*Required work*: The whole listing needs to be restated word for word.

*Provided data*:
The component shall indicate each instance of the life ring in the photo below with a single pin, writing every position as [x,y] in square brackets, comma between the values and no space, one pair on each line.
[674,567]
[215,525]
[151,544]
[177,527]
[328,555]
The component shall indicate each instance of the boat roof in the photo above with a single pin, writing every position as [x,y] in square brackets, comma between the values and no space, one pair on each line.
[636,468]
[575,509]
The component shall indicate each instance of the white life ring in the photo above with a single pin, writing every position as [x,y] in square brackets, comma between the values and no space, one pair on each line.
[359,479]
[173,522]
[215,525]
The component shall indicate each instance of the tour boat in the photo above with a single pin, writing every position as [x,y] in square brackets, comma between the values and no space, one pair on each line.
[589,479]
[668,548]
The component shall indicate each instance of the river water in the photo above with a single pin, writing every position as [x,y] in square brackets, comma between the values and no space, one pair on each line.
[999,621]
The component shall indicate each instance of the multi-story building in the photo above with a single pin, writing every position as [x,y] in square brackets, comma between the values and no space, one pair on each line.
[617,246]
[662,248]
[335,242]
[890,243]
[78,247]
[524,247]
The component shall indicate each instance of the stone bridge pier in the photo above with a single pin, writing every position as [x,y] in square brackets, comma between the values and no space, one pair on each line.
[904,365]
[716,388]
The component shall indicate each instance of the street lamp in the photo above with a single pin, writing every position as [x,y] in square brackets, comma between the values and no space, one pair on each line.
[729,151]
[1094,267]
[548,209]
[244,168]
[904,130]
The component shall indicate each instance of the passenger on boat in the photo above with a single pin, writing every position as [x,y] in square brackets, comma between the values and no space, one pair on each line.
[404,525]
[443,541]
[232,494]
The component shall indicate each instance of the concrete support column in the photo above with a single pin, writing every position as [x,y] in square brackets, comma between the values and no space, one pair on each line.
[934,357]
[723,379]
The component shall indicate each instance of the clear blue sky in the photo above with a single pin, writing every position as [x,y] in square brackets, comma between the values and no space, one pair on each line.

*Answer to this problem*:
The component shall indicate each instance of the life ring in the photo below with a single pin, writing every position as [x,y] in square brackets, comma between the values and no space, one pair on each line.
[674,567]
[215,525]
[151,544]
[177,527]
[328,555]
The component shall indicate each instance of the boat roof in the photo above with a single pin, writing every position as [x,y] in square brackets, comma between the values and no space, one pair on each line.
[636,468]
[575,509]
The component shall indicate each instance of the white life ring in the photo above with a single pin, writing every position as [x,y] in square brackets, comma between the values and no space, one pair on each line.
[359,479]
[173,522]
[215,525]
The component shall indicate each instance of the tour boat in the photo above with a single pin, writing every position as [x,y] in square brackets, comma between the values and no space, one pair on each line.
[589,479]
[668,548]
The component shall indicate each instance of the river water in the photo above with a single pin, writing every position as [x,y] in square brackets, comma between the values and no space, one pair on each line.
[999,621]
The component shall indicate each instance of the multi-story building in the photo above with a single pin, writing every position as [x,y] in square brackets, comma between the values and no space, one pair on each line.
[617,246]
[662,248]
[335,242]
[890,243]
[78,247]
[524,247]
The component shall indicate each instance of the stone bridge pier in the photo above with a single pin, writing every position as [x,y] in square brackets, comma between the values and no space, one pair on each line.
[904,365]
[716,388]
The component shall indicate each instance of the street lamp in the photo above with a single pin, writing every position as [x,y] in square brackets, comma between the values and no space, one pair on each line.
[729,151]
[1094,267]
[548,209]
[244,168]
[904,130]
The component shall indicate each instance of the passenger on boat in the photo above with a single pin, writing every position as [x,y] in square brackets, comma between the values and no space, one pair on each line.
[404,525]
[443,541]
[232,494]
The component shall indicate each instance of the concrete support column in the photo above with a single pin, writing every position as [x,y] in square brackets, comma between the values and no space, one pair on each line.
[934,357]
[723,379]
The component shall indicate each instance of the clear blue sky in the photo above with a single pin, writing every position as [x,y] in square brackets, comma between the values and no space, one pair on each line.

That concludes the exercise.